■ **Problem statement**
Switch "single-line" to "one-line" throughout the records below and write them out again with nothing else changed. Omit the pictures.

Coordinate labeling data
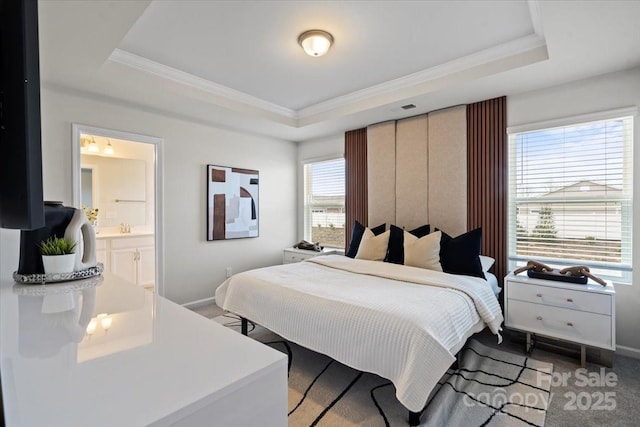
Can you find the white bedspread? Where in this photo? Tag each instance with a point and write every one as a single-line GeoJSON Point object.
{"type": "Point", "coordinates": [402, 323]}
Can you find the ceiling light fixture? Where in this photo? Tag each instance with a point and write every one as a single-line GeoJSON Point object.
{"type": "Point", "coordinates": [315, 42]}
{"type": "Point", "coordinates": [108, 150]}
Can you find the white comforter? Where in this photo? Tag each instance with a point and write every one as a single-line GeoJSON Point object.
{"type": "Point", "coordinates": [402, 323]}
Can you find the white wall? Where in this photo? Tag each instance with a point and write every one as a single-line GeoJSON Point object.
{"type": "Point", "coordinates": [312, 150]}
{"type": "Point", "coordinates": [607, 92]}
{"type": "Point", "coordinates": [193, 266]}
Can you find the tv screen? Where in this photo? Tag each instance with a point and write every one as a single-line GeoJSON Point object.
{"type": "Point", "coordinates": [21, 200]}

■ **Solution to the exercise**
Can you find the white bedspread? Where in this photo? Tag each instance with a point and write every one as a one-line GeoJSON Point object.
{"type": "Point", "coordinates": [402, 323]}
Can you find the ceiling light fixture? Where in this photo? Tag each instance with a point and write every one as a one-line GeoJSON Point object.
{"type": "Point", "coordinates": [315, 42]}
{"type": "Point", "coordinates": [108, 150]}
Can you find the white comforter? Where in this photo? Tag each instance with a point and write every one as a one-line GeoJSON Point object.
{"type": "Point", "coordinates": [402, 323]}
Can you find the white wall? Where in this photo? Tag each instance with a point and write every one as a one-line GeoJSON Point object.
{"type": "Point", "coordinates": [312, 150]}
{"type": "Point", "coordinates": [607, 92]}
{"type": "Point", "coordinates": [193, 266]}
Can you find the tv screen? Where in this photo? Tag each instance with a point and write every one as a one-line GeoJSON Point object.
{"type": "Point", "coordinates": [21, 200]}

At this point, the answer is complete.